| What the task asks |
If a line of the material holds the string "like", please copy it.

| Task input |
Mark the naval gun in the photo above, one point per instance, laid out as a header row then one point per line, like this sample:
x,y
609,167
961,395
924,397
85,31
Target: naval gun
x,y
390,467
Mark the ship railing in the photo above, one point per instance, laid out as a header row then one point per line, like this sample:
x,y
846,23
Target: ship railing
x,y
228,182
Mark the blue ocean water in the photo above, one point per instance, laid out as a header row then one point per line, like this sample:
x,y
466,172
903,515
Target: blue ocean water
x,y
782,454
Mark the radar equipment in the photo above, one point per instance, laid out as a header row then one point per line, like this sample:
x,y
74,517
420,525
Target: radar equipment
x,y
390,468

--

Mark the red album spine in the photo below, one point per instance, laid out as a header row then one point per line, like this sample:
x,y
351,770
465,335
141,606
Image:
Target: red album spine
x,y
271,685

* * *

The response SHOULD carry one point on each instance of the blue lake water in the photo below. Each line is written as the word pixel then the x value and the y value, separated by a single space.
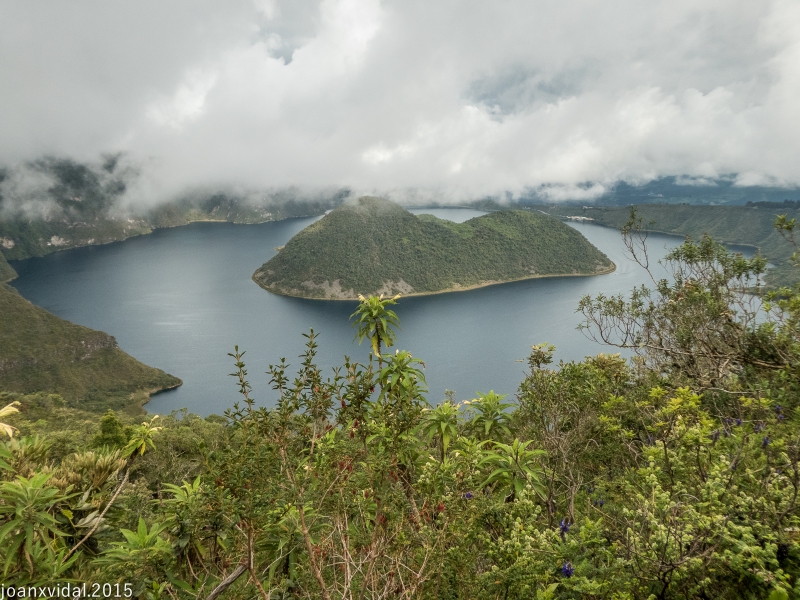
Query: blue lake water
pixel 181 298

| Worked solution |
Mark the naval gun in the photo above, one point per instance, laid out as a header row then one point per line, like this sample:
Mark the ship railing in the photo above, one point per instance, laid out as a header row then one point per line, like this sample:
Mark the blue ocean water in the photo above, one point per instance, laid out as a header row then one point per line, like this sample:
Mark the radar equipment in the photo above, one point per instance, laid out as a header row then one point per line, like this sample:
Mark the red album spine in the photo below, one point per instance, laid out as a header row then one point per line, like this sample:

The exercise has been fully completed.